* Task goal
Transcribe exactly the lines from the top of the records below through the line that holds "positive clicks: (2, 230) (4, 380) (82, 4)", both included, with no pictures.

* Information provided
----------------------------------------

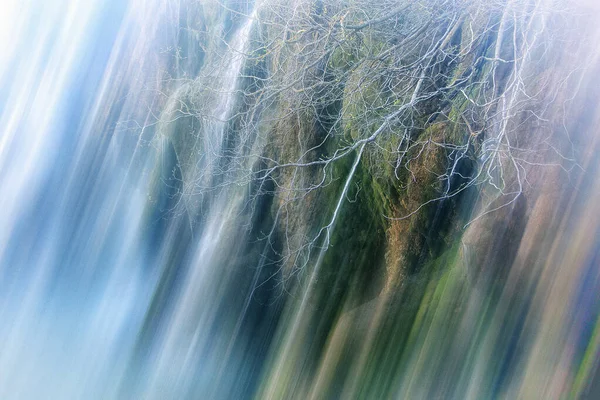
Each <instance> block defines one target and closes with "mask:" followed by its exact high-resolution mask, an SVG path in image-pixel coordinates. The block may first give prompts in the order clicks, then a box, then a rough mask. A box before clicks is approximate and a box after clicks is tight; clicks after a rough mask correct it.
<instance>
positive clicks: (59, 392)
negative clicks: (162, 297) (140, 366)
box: [0, 0, 162, 399]
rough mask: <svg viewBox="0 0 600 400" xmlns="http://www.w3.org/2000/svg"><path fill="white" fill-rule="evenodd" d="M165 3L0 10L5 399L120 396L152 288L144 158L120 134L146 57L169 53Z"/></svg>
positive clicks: (2, 230) (4, 380) (82, 4)
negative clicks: (163, 33) (128, 366)
mask: <svg viewBox="0 0 600 400" xmlns="http://www.w3.org/2000/svg"><path fill="white" fill-rule="evenodd" d="M5 6H6V7H5ZM130 6H132V7H131V8H130ZM160 7H161V5H160V4H158V3H157V4H154V3H153V2H150V1H146V2H144V4H143V5H142V4H137V5H136V4H128V3H127V2H125V1H122V0H119V1H94V0H80V1H75V0H53V1H50V2H48V1H37V0H27V1H21V2H17V1H14V2H8V4H6V3H3V10H2V14H1V15H2V17H1V19H2V24H1V25H2V27H1V28H0V29H2V31H1V33H0V41H1V45H2V49H3V52H2V56H1V57H2V63H1V64H0V65H1V67H0V68H1V70H0V72H1V76H0V110H1V112H0V126H1V127H2V128H1V136H0V209H1V210H2V211H1V213H0V260H1V261H0V293H1V294H0V315H1V318H2V324H1V326H0V342H2V349H1V351H0V398H3V399H13V398H14V399H34V398H52V399H60V398H103V399H104V398H110V397H114V393H113V391H114V390H116V387H117V386H118V385H117V382H118V380H119V379H120V376H121V375H122V373H123V368H124V367H125V365H126V363H125V361H126V357H127V349H128V345H127V343H129V342H131V341H132V340H134V336H135V333H136V326H138V325H139V324H140V321H141V319H142V317H143V313H144V311H145V308H146V304H147V301H148V300H147V299H148V297H149V296H148V295H147V294H145V293H147V292H148V291H149V290H151V286H152V284H153V283H152V282H153V281H152V276H145V277H144V279H143V280H142V279H140V273H141V272H142V266H143V253H142V251H141V248H140V238H141V236H140V234H141V233H140V232H141V228H142V223H143V220H142V217H143V211H144V204H145V200H146V190H145V185H146V181H147V178H146V174H145V172H144V168H145V167H144V157H147V155H145V154H143V153H144V152H143V151H141V150H140V149H139V140H140V138H139V137H138V136H137V135H133V134H131V133H127V132H125V133H121V134H119V135H116V134H115V135H113V133H112V131H113V129H114V126H115V122H116V118H115V116H119V115H122V116H125V117H124V118H127V115H129V116H130V117H131V115H132V113H139V109H138V108H139V107H138V102H140V101H142V100H143V91H142V90H141V89H142V87H141V84H143V82H144V80H148V79H149V78H152V75H151V74H153V73H156V71H157V70H158V68H159V66H157V65H158V63H157V62H156V60H149V61H151V62H152V64H149V63H148V62H145V61H144V60H143V59H142V57H143V56H145V55H146V54H147V53H149V49H150V47H152V46H157V45H162V43H160V40H158V39H156V40H155V37H156V33H155V31H156V30H157V26H156V21H157V20H158V19H157V18H158V17H156V15H160V16H162V13H161V12H160ZM153 16H154V17H153ZM142 37H145V40H140V38H142ZM149 65H150V66H151V67H149ZM153 71H154V72H153ZM134 76H135V77H136V78H137V79H138V81H137V82H136V80H134V79H133V77H134ZM127 89H129V93H128V91H127ZM132 94H135V96H136V97H135V98H132ZM132 105H135V107H134V106H132ZM142 112H144V111H142ZM146 112H147V110H146ZM146 153H147V151H146ZM136 160H137V161H136ZM146 268H147V267H146Z"/></svg>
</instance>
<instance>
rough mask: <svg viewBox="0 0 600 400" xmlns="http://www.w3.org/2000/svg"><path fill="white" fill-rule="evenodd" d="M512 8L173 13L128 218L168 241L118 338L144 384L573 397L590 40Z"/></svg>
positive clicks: (588, 353) (591, 189)
mask: <svg viewBox="0 0 600 400" xmlns="http://www.w3.org/2000/svg"><path fill="white" fill-rule="evenodd" d="M517 3H519V2H515V1H511V0H508V1H499V2H495V3H494V4H489V2H482V1H476V0H473V1H462V2H443V1H435V0H428V1H424V2H419V3H418V4H417V3H413V2H408V1H407V2H402V1H399V2H397V4H391V3H390V2H387V1H379V0H375V1H371V0H369V1H366V0H365V1H352V2H344V1H342V2H340V1H331V2H327V1H309V0H299V1H296V2H293V4H290V3H289V2H288V1H281V2H280V1H277V0H272V1H266V2H260V3H257V4H255V5H251V4H248V5H246V4H244V5H242V4H238V2H232V4H231V5H229V6H223V5H219V4H216V3H215V4H212V3H207V4H205V5H199V4H196V3H195V2H191V3H190V4H188V5H187V6H186V7H187V8H182V10H181V12H180V14H181V15H180V17H179V24H180V25H179V32H181V35H180V36H179V37H178V43H179V44H178V47H177V48H178V53H177V54H176V56H175V57H174V60H175V61H174V62H173V63H172V65H170V67H169V72H168V79H166V80H165V81H164V82H166V83H165V85H166V89H165V90H164V91H161V95H165V96H166V97H167V99H166V100H165V99H162V104H161V107H160V113H159V114H160V115H159V116H158V117H157V121H156V124H155V125H156V128H155V129H156V134H155V136H154V138H153V139H152V140H153V141H154V142H157V143H159V144H160V146H158V147H159V151H158V152H157V153H156V160H155V166H154V172H153V174H154V176H155V183H154V187H153V190H154V195H153V196H152V197H153V199H154V200H153V202H151V203H150V204H149V205H148V214H149V215H153V216H155V217H156V216H158V217H159V219H162V220H163V222H161V223H163V224H164V227H163V228H164V229H165V230H169V232H171V234H172V235H174V237H175V238H180V240H179V239H172V238H171V240H172V241H173V243H176V242H179V244H178V245H171V246H170V247H169V246H167V248H166V249H165V252H166V254H168V255H167V256H165V255H164V254H163V257H165V259H168V260H170V261H168V262H166V263H165V265H164V266H163V268H162V270H161V274H162V278H161V282H162V285H161V286H159V288H158V289H157V291H156V293H155V294H154V296H155V301H154V303H153V304H154V306H153V308H152V309H151V311H149V313H148V318H147V323H146V325H145V327H144V329H143V330H144V333H143V334H142V335H141V336H142V338H143V340H140V344H139V346H138V347H139V348H138V351H139V353H140V354H143V353H144V352H145V351H146V350H147V348H151V347H153V346H154V347H156V348H159V349H162V350H161V351H163V353H164V354H163V356H162V357H161V359H160V361H161V363H162V364H158V366H156V367H150V369H151V370H153V369H154V371H153V373H154V374H162V373H165V374H167V372H165V371H167V370H168V374H167V375H168V376H170V375H169V374H174V376H176V377H182V378H181V379H182V382H184V383H183V385H184V386H185V388H186V392H185V393H196V392H197V391H202V390H209V393H210V394H211V396H212V397H213V398H243V397H253V396H255V397H256V398H261V399H268V398H273V399H280V398H299V399H300V398H302V399H305V398H393V397H400V398H424V399H425V398H427V399H428V398H495V397H499V396H500V397H507V398H532V397H531V396H533V397H540V396H541V397H543V398H563V397H565V396H566V397H569V396H578V395H580V393H582V391H583V390H584V389H585V387H586V384H585V381H586V379H588V375H589V374H590V373H591V372H592V371H593V368H592V366H591V364H593V363H591V362H588V364H585V363H584V361H583V360H584V358H585V356H584V355H583V354H584V353H585V354H591V353H593V352H594V351H597V347H594V346H596V345H597V343H596V344H594V343H593V341H592V340H591V339H590V337H587V336H586V337H584V336H585V335H578V333H577V332H578V331H576V330H574V329H570V328H569V326H568V322H569V321H571V320H570V317H569V315H570V313H571V312H572V311H573V310H574V309H575V308H576V307H577V304H579V302H581V301H583V300H580V299H579V300H577V299H574V297H576V295H575V293H576V292H577V290H578V289H577V287H578V285H580V284H581V283H580V282H579V279H580V278H581V277H582V276H584V275H585V276H588V275H589V274H592V275H594V274H595V275H594V276H595V278H594V279H597V276H598V275H597V274H598V271H596V270H593V268H592V267H590V264H589V259H590V258H593V257H594V256H593V254H595V251H596V250H595V249H596V247H595V246H596V244H595V239H593V238H594V237H595V236H596V231H595V230H597V227H598V226H600V225H599V224H598V221H596V220H595V218H596V216H597V215H599V213H598V210H597V207H596V206H594V205H593V202H591V200H589V198H593V196H595V195H597V194H599V191H598V180H597V179H596V178H595V176H594V175H593V171H596V170H597V168H598V166H597V159H596V157H595V156H594V155H593V154H594V152H595V150H596V147H597V140H596V136H597V135H594V134H593V127H594V126H595V123H596V122H598V121H597V118H598V115H599V114H598V113H597V110H595V108H594V106H593V105H596V104H598V101H597V100H598V99H597V95H598V94H597V93H596V91H595V90H594V89H592V88H593V87H594V86H593V84H592V83H593V76H594V75H593V73H591V72H590V71H593V68H596V69H597V68H598V67H597V57H596V55H595V54H591V55H590V54H589V52H588V51H587V50H588V48H586V45H585V43H586V40H591V39H590V38H592V37H593V35H592V34H591V33H590V32H592V31H593V29H591V28H588V25H587V24H589V21H587V20H585V18H583V17H581V16H579V15H571V14H569V13H568V12H567V11H565V10H561V9H559V7H558V6H559V4H558V2H552V1H543V2H538V1H531V2H526V3H527V4H525V5H523V4H520V3H519V4H517ZM581 38H583V39H581ZM567 44H568V45H567ZM569 46H571V47H570V48H573V49H575V50H574V51H571V50H567V48H569ZM581 63H583V64H585V65H589V66H593V68H592V69H588V70H587V72H586V73H584V72H583V69H582V68H581V65H580V64H581ZM594 66H595V67H594ZM167 89H168V90H167ZM165 93H166V94H165ZM159 104H160V102H159ZM581 167H583V168H581ZM165 183H166V186H165ZM586 215H587V216H588V218H586V217H585V216H586ZM165 221H166V222H165ZM159 241H160V240H159ZM181 243H183V244H181ZM571 245H573V246H581V253H580V252H579V251H574V250H573V248H572V247H570V246H571ZM182 252H183V254H182ZM567 265H568V266H569V268H572V270H571V271H567V270H566V269H569V268H566V266H567ZM590 279H591V278H590ZM594 285H596V286H594V287H597V286H598V284H597V282H596V283H595V284H594ZM561 300H564V302H561ZM590 301H591V300H590ZM586 304H588V303H586ZM590 304H591V303H590ZM552 307H555V308H554V309H555V310H556V312H557V314H556V315H554V316H553V315H551V313H552V312H551V308H552ZM592 314H593V312H591V311H590V313H589V314H586V315H585V316H584V315H581V316H579V317H576V318H580V319H581V320H584V319H586V318H591V317H590V315H592ZM223 315H226V316H227V317H226V318H223ZM161 324H172V325H173V327H172V328H170V329H169V330H168V332H167V333H165V335H164V336H163V337H161V338H160V339H156V338H153V337H152V335H151V334H150V333H148V332H152V331H153V330H154V329H156V327H158V326H160V325H161ZM564 324H567V325H564ZM548 329H549V330H548ZM582 347H583V348H584V349H585V350H584V351H583V352H582V350H581V348H582ZM186 352H187V353H186ZM183 353H185V354H187V355H186V356H185V357H183V356H182V355H181V354H183ZM140 357H141V356H140ZM588 357H589V356H588ZM134 358H135V357H134ZM200 359H202V360H203V361H202V367H201V368H203V369H204V370H207V371H212V372H211V373H205V374H204V375H203V374H200V377H199V378H197V379H196V378H195V374H194V373H195V372H197V369H199V368H200V366H199V365H196V364H195V361H193V360H200ZM190 360H192V361H190ZM196 362H199V361H196ZM174 365H175V366H177V367H174ZM177 368H179V369H177ZM188 369H189V370H188ZM143 375H144V374H142V373H140V375H139V377H138V378H136V379H139V380H140V382H139V385H140V386H141V387H143V386H144V381H143V379H144V378H143ZM236 376H237V377H239V379H234V378H235V377H236ZM542 394H543V395H542Z"/></svg>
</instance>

----------------------------------------

* Expected output
Each <instance> block defines one target and closes with "mask:" followed by its exact high-resolution mask, an SVG path in image-pixel coordinates. The block may first give prompts in the order clicks, then a box, then a rough mask. A box before clicks is approximate and a box after clicks is tight; clicks after a rough mask correct it.
<instance>
positive clicks: (59, 392)
negative clicks: (162, 297) (140, 366)
box: [0, 0, 162, 399]
rough mask: <svg viewBox="0 0 600 400" xmlns="http://www.w3.org/2000/svg"><path fill="white" fill-rule="evenodd" d="M165 3L0 10L5 399L120 396L152 288L144 158L120 134L146 57L169 53Z"/></svg>
positive clicks: (2, 230) (4, 380) (82, 4)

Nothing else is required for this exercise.